• [YOUR INSTRUCTIONS]: Copy out each line of the data that includes the string "below".

• [Records from a dataset]:
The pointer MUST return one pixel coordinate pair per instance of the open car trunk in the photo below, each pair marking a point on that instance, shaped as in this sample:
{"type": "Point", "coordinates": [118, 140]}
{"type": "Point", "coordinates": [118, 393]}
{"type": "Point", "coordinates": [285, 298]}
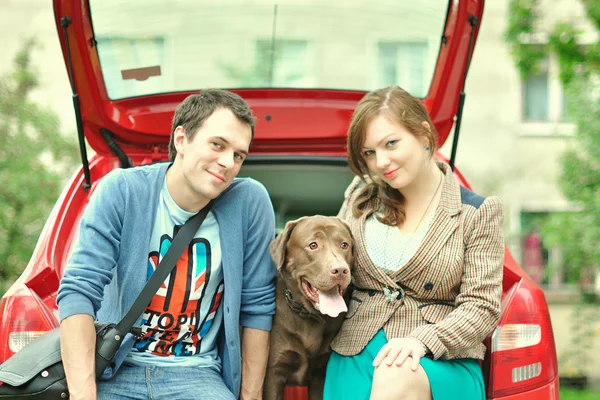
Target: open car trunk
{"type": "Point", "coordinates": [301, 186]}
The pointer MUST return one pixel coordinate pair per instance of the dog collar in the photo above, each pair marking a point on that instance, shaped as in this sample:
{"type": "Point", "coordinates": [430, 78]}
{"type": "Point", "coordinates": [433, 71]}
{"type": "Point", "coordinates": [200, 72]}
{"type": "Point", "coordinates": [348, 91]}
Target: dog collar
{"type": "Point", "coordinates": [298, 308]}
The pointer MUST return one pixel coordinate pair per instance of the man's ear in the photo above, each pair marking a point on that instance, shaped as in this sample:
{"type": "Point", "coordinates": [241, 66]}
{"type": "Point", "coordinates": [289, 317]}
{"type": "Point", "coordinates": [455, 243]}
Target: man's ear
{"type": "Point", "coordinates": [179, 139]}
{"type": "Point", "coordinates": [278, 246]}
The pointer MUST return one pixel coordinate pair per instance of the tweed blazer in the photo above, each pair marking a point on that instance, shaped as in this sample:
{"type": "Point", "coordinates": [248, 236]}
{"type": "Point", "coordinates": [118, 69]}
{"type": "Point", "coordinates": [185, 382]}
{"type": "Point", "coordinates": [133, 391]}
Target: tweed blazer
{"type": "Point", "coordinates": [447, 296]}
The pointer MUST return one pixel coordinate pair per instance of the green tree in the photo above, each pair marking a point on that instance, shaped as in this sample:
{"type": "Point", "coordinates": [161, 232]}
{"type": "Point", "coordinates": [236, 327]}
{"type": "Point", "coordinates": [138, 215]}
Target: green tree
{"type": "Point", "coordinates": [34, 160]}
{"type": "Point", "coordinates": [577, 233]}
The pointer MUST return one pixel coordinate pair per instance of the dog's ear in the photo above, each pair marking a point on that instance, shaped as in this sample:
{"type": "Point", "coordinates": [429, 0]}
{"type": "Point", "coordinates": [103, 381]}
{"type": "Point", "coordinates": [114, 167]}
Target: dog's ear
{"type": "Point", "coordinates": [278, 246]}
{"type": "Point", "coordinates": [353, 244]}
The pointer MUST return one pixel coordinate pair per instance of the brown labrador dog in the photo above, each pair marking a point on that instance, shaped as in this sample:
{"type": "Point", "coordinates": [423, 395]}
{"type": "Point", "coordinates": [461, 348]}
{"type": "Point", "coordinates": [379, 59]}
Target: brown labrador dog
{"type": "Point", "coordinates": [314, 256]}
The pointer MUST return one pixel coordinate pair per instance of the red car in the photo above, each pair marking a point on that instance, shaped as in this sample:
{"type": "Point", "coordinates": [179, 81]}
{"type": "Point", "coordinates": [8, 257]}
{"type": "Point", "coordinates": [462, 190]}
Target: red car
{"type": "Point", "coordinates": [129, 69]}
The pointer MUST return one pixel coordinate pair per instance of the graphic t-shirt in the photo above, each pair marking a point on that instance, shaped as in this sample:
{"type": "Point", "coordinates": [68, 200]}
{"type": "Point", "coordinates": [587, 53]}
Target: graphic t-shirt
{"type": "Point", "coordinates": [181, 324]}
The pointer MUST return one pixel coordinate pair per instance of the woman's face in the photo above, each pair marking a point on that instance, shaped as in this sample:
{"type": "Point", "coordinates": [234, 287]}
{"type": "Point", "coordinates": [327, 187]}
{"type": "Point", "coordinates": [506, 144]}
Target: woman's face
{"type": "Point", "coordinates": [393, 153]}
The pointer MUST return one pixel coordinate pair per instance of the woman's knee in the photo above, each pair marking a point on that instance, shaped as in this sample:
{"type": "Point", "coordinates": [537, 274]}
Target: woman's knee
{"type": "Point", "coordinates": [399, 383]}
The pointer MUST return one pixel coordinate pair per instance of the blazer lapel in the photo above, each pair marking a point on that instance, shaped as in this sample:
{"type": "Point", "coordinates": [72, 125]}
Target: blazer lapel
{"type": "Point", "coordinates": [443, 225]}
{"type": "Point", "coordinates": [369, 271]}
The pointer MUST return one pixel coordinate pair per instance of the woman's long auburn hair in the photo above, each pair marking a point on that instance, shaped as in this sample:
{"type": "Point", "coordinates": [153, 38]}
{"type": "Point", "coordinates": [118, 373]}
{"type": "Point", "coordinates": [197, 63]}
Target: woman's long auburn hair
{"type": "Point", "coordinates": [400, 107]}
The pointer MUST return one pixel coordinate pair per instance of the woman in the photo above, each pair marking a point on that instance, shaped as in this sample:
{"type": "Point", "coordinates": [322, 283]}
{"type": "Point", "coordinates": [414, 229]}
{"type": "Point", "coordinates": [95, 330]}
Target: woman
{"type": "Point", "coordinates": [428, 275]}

--

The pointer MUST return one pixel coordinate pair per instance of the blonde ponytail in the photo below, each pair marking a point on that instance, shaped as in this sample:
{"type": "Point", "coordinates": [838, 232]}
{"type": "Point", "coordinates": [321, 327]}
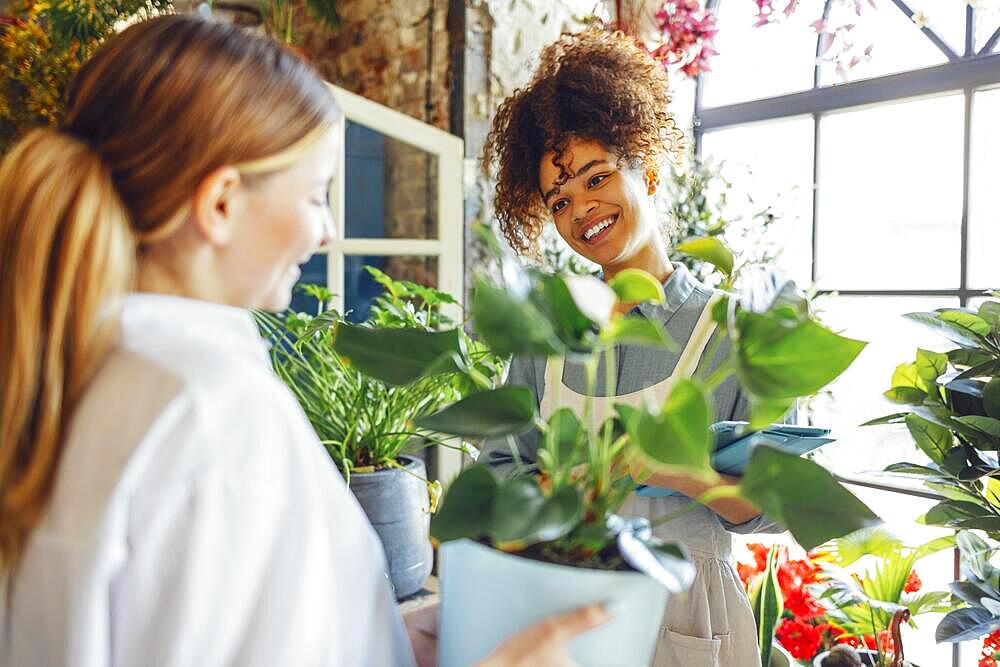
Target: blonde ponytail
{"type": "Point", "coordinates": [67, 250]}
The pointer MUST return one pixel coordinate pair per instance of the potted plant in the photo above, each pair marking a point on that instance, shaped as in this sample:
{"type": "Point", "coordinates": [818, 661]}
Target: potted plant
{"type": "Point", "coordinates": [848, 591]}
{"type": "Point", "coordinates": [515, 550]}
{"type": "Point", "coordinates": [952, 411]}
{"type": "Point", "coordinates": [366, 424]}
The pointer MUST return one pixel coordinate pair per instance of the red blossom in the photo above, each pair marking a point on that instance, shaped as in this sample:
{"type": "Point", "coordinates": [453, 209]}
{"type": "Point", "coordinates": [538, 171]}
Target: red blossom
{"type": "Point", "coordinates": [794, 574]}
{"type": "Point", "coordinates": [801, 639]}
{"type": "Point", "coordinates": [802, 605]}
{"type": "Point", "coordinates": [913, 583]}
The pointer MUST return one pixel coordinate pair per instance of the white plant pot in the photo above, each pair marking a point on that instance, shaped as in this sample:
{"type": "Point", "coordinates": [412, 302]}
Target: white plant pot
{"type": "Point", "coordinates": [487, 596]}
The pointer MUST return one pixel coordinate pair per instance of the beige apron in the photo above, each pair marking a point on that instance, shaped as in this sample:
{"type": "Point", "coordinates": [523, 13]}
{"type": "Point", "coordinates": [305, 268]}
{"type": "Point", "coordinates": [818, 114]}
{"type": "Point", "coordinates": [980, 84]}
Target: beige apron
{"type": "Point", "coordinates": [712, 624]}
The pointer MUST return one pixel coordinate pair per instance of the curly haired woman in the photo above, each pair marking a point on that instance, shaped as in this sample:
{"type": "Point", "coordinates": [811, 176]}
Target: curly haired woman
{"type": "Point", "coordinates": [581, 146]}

• [REPLY TO THE EXERCISE]:
The pointer MUST return one pixel coordinate pair per instance of the open car trunk in the photo below, each pair marking a point on that instance, shaped as in this sample:
The pointer MUST return one pixel coordinate pair per instance of the blonde ponytail in the photo below, each pair marking a point on that instance, shaped as in this sample:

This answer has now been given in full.